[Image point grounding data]
-- -- --

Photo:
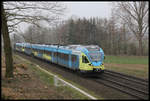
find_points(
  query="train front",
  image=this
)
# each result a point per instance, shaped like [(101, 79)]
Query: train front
[(92, 59)]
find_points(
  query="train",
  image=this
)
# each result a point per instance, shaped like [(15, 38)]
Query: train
[(86, 59)]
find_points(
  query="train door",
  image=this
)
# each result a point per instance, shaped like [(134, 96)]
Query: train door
[(84, 63)]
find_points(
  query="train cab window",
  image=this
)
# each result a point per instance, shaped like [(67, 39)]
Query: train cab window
[(84, 59)]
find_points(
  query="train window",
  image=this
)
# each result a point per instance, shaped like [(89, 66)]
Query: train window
[(66, 57), (55, 54), (73, 58), (84, 59)]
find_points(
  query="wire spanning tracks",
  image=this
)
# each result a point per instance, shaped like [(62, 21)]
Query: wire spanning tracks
[(133, 86)]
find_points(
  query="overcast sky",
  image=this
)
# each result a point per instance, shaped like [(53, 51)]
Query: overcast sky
[(83, 9), (88, 9)]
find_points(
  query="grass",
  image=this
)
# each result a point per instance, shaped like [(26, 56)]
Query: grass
[(66, 90), (132, 65), (60, 89), (127, 59)]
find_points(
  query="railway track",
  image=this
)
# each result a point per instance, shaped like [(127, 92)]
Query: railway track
[(133, 86)]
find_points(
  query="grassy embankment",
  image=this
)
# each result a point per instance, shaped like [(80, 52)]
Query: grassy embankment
[(49, 80), (132, 65)]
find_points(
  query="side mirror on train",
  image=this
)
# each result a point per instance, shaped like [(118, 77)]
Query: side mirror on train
[(90, 64)]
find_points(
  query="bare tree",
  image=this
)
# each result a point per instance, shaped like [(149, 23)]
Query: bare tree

-- -- --

Write out each entry word for word, images excluded.

Photo:
find_points(
  query="train front",
  image=this
)
# each result a point per instance, shaped like [(101, 79)]
Query: train front
[(92, 59)]
find_points(
  query="train",
  image=this
)
# each result a point per instance, shaped like [(15, 38)]
Query: train
[(86, 59)]
find_points(
  query="train door",
  image=this
)
# each result a point per instance, shaped like [(134, 96)]
Query: train door
[(84, 63)]
find_points(
  query="train cab window",
  image=this
)
# each result a point per instance, shaped like [(67, 39)]
Query: train cab window
[(84, 59)]
find_points(
  query="train window",
  image=this
)
# each result a point per instance, shaped like [(89, 66)]
Query: train window
[(66, 57), (55, 54), (73, 58), (84, 59)]
find_points(
  query="wire spanning tracks",
  image=this
)
# each result a point per instance, shaped like [(62, 21)]
Query: wire spanning tracks
[(133, 86)]
find_points(
  query="overcast sky",
  image=this
)
# each result a point per instance, shaped like [(53, 51)]
Query: overcast sky
[(83, 9), (88, 9)]
find_points(
  query="grass",
  image=this
)
# each result a point per instance, shaped like [(26, 56)]
Query: grass
[(66, 90), (132, 65), (60, 89), (127, 59)]
find_points(
  query="railway track",
  image=this
)
# each result a point per instance, shaped like [(127, 92)]
Query: railway track
[(133, 86)]
find_points(
  query="grassy embankment",
  image=this
)
# each result a point per instance, shaped like [(80, 52)]
Query: grassy embankment
[(49, 80), (132, 65)]
find_points(
  query="side mirror on train",
  image=this
)
# each result a point per instance, shaped like [(118, 77)]
Query: side mirror on train
[(90, 64)]
find_points(
  query="bare tree",
  image=this
)
# each result a point per instance, shaped like [(149, 23)]
Query: bare tree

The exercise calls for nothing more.